(Request): Put the lines below into a Markdown table with the columns Row and Line, numbering each row and leaving out blank lines. Begin at the line that contains "out the brass", and stop after the last line.

[Start]

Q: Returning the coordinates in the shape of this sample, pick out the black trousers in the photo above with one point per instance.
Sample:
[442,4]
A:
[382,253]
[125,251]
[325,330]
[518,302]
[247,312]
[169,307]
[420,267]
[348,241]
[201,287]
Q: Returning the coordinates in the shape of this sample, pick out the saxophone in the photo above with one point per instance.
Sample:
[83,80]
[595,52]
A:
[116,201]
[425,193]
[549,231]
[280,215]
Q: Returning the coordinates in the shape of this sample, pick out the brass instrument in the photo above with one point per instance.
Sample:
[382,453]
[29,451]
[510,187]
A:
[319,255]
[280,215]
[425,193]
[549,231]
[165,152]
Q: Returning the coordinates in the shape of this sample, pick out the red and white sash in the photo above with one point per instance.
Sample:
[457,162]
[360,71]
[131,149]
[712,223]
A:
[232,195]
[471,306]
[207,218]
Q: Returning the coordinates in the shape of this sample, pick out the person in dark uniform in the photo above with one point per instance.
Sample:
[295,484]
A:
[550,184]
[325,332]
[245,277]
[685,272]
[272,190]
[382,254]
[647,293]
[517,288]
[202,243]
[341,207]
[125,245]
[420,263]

[End]

(Response below):
| Row | Line |
|---|---|
| 1 | Q: Returning the coordinates in the shape of this sample, pick out the brass instrument in the photo above with one point per instance. |
| 2 | Sample: |
| 3 | [382,453] |
| 4 | [29,451] |
| 5 | [510,187] |
| 6 | A: |
| 7 | [319,255] |
| 8 | [280,215] |
| 9 | [425,193] |
| 10 | [549,231] |
| 11 | [165,152] |
| 12 | Q: Returning the coordinates in the shape of this sample, pick out the red and white sash in the photo above with one point per instance. |
| 13 | Sample: |
| 14 | [457,162] |
| 15 | [360,71] |
| 16 | [131,149] |
| 17 | [712,223] |
| 18 | A: |
| 19 | [232,195] |
| 20 | [471,306] |
| 21 | [207,218] |
| 22 | Q: Returning the coordinates in the shape of this sample, pick out the person in dark uniform in the photo above with one point per instance. |
| 23 | Sample: |
| 24 | [295,484] |
| 25 | A: |
| 26 | [550,184] |
| 27 | [325,332] |
| 28 | [245,277] |
| 29 | [685,272] |
| 30 | [272,190] |
| 31 | [382,254] |
| 32 | [647,293] |
| 33 | [517,288] |
| 34 | [202,243] |
| 35 | [341,207] |
| 36 | [125,245] |
| 37 | [420,263] |